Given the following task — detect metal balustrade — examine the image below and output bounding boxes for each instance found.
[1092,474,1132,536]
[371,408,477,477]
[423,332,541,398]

==

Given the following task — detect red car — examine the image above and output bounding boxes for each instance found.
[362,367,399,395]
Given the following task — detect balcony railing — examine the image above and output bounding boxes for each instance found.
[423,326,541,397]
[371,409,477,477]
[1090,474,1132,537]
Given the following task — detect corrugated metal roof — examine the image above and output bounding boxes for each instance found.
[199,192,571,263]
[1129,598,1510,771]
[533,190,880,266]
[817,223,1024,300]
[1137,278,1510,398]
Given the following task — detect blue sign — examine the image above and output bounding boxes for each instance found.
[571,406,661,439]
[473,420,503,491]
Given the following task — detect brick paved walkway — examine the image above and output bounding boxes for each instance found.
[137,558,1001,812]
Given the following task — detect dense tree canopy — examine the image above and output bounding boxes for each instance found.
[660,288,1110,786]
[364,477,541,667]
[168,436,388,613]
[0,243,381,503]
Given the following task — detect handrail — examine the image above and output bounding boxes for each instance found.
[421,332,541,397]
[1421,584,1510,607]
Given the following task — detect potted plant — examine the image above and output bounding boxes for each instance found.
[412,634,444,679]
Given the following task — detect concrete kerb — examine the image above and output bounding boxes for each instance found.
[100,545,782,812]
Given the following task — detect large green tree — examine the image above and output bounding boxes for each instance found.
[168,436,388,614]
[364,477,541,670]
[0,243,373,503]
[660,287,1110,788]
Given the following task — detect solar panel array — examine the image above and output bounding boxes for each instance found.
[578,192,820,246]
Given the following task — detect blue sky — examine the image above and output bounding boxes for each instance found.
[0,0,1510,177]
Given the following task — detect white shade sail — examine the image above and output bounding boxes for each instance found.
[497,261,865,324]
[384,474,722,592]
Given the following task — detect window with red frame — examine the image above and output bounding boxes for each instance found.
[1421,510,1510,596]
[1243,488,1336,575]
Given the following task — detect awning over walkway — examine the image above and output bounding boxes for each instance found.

_Instructions for the task:_ Rewrite the data from the line containing "Given the following task — detect large" through the line containing "Given the following task — detect awning", both included, with every line in place. Add 19 to each bounding-box coordinate.

_Complete answer:_
Given the following task — detect large green tree — examine the image above and output bounding boxes for each instance found.
[187,455,407,633]
[383,496,560,689]
[19,262,392,522]
[679,306,1129,807]
Given the following task — detect solar panel array — examine the image above and output bounding boxes for each instance found.
[597,211,839,265]
Given the following task — detect blue sky — examine the image above and output bounding boxes for each instance found.
[19,19,1529,196]
Given the following task — detect white shade sail — examine the image above and output bounding boxes for each instance found.
[516,280,884,343]
[403,493,741,611]
Given the following task — detect window with red frame — examine the image above and output bounding boxes for each instance found.
[1440,529,1529,615]
[1262,507,1355,594]
Given the following task — detect awning over walkway — examine the image above and output bounding boxes for each instance found.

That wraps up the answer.